● Task:
Where the word "small" shows up in the entries below, please copy the whole line.

● Excerpted data:

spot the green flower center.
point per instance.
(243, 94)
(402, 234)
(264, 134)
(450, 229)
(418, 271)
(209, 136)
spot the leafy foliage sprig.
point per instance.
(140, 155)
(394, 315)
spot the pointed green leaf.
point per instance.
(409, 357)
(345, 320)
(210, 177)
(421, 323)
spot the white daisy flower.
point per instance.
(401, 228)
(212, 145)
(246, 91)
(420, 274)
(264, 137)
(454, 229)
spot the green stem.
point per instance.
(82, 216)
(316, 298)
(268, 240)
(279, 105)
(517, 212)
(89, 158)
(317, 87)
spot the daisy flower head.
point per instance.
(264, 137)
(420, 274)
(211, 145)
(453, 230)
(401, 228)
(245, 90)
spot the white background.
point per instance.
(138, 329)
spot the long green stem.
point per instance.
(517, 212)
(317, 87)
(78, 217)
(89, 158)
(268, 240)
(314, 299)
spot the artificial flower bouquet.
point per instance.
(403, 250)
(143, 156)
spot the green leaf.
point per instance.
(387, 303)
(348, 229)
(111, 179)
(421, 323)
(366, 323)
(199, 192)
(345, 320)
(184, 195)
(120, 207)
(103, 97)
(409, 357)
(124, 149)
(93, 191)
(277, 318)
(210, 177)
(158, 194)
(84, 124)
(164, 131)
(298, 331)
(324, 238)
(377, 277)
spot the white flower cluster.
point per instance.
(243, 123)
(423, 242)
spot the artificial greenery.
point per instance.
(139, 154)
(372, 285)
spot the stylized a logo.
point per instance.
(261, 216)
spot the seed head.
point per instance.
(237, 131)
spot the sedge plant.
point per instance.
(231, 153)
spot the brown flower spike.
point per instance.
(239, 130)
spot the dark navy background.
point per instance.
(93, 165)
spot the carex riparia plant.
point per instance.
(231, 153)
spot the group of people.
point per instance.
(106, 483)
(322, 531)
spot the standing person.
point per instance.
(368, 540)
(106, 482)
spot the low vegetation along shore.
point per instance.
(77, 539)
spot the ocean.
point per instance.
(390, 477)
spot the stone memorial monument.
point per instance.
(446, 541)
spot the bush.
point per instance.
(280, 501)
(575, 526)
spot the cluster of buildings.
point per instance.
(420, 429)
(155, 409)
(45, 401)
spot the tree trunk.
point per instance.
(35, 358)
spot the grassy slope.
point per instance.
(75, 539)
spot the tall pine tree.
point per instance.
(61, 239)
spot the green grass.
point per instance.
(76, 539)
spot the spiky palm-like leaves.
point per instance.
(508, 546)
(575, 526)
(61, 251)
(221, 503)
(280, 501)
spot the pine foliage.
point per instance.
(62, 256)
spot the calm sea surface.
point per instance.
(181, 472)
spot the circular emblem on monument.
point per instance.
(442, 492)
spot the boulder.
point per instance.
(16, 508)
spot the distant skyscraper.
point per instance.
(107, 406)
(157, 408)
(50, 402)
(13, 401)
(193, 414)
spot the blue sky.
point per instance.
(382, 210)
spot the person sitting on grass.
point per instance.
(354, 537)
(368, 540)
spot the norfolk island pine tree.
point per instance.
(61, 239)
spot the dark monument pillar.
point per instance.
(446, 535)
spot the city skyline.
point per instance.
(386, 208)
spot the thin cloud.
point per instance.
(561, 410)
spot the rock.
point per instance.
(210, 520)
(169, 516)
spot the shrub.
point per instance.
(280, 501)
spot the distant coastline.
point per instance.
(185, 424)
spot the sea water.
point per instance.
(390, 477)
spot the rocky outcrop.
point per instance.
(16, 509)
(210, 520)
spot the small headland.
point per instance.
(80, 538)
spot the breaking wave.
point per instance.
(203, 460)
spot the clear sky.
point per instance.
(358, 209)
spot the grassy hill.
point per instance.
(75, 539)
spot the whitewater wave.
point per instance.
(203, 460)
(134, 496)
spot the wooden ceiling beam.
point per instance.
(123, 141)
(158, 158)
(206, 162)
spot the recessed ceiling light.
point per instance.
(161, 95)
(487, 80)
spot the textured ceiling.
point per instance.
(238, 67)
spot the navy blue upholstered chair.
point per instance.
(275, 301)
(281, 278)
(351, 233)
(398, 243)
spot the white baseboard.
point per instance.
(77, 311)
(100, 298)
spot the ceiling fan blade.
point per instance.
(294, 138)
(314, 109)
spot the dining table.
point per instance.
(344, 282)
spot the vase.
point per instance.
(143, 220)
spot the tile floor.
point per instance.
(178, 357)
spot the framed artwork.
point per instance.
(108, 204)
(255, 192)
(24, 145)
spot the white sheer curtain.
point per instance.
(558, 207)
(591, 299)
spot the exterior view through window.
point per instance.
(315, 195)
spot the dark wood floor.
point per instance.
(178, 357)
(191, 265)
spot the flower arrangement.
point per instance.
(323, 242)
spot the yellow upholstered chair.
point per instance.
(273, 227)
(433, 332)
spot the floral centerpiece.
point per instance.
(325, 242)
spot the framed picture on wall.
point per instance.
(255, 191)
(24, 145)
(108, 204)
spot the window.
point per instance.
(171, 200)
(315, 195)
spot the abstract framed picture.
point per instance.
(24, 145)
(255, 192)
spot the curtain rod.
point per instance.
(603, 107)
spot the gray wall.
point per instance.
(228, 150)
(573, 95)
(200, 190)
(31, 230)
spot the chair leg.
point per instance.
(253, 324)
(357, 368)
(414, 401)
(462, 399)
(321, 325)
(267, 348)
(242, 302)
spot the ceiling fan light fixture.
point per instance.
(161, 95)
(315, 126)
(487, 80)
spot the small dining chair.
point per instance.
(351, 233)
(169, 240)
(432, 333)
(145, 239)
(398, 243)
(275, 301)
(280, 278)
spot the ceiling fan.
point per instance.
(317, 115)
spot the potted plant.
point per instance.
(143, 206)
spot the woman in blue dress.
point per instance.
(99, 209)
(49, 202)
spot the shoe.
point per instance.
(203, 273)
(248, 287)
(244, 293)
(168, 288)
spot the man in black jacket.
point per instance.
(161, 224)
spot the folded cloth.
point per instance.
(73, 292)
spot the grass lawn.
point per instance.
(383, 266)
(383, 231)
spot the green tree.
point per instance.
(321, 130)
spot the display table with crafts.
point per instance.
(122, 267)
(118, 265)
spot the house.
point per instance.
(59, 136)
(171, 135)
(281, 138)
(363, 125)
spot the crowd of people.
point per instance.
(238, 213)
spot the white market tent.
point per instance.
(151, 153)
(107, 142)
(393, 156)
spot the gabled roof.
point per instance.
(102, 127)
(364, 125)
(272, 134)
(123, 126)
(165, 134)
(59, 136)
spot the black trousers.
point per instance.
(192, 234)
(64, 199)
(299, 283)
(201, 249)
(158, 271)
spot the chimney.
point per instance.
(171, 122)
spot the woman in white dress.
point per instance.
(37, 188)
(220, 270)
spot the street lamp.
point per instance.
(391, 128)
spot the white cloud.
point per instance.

● Response to this exercise:
spot the small headland.
spot the small dining chair.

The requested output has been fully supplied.